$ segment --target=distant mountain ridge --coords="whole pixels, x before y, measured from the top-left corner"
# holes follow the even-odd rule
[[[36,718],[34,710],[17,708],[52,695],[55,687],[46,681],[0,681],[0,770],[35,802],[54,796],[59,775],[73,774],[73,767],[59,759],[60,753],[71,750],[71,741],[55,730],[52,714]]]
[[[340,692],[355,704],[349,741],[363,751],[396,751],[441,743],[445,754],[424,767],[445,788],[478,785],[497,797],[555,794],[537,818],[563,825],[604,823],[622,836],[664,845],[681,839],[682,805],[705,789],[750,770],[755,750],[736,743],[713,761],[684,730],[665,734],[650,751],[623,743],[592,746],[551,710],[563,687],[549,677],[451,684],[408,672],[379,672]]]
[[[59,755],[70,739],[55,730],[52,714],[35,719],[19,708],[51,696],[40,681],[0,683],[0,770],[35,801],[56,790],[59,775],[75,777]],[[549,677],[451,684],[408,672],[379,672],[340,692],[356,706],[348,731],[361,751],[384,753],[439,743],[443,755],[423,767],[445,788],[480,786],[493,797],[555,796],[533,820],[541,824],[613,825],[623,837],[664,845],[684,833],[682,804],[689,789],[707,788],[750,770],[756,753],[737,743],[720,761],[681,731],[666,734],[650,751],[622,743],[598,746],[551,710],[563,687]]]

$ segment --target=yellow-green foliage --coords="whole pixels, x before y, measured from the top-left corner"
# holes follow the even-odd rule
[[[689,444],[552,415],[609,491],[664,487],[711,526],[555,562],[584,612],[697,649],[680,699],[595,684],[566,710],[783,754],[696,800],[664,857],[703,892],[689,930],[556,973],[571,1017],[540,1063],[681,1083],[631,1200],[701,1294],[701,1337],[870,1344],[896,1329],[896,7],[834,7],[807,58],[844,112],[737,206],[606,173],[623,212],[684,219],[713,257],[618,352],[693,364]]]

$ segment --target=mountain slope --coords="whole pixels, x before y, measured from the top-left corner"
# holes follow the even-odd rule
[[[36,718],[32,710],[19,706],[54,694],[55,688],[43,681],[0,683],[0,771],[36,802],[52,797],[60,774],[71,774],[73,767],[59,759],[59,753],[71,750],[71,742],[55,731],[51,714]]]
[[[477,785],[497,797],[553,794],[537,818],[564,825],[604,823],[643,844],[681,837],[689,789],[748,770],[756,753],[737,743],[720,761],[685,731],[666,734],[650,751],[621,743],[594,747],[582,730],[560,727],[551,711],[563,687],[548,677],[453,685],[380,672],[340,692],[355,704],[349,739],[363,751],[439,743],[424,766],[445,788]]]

**Exercise**
Give back, unchanged, every line from the one with "segment --target=mountain slope" to the end of the entries above.

**Response to the task**
$ segment --target=mountain slope --coords="whole pixels, x before y, measured from the top-left corner"
# holes follow the even-odd rule
[[[36,718],[32,710],[19,706],[54,694],[55,688],[43,681],[0,683],[0,771],[36,802],[52,797],[60,774],[71,774],[73,767],[59,759],[59,753],[71,750],[71,742],[55,731],[51,714]]]
[[[477,785],[497,797],[553,794],[537,818],[564,825],[604,823],[643,844],[681,837],[689,789],[748,770],[756,753],[737,743],[720,761],[685,731],[666,734],[650,751],[621,743],[594,747],[582,730],[560,727],[551,711],[563,687],[548,677],[453,685],[380,672],[340,692],[355,704],[349,739],[363,751],[439,743],[424,766],[445,788]]]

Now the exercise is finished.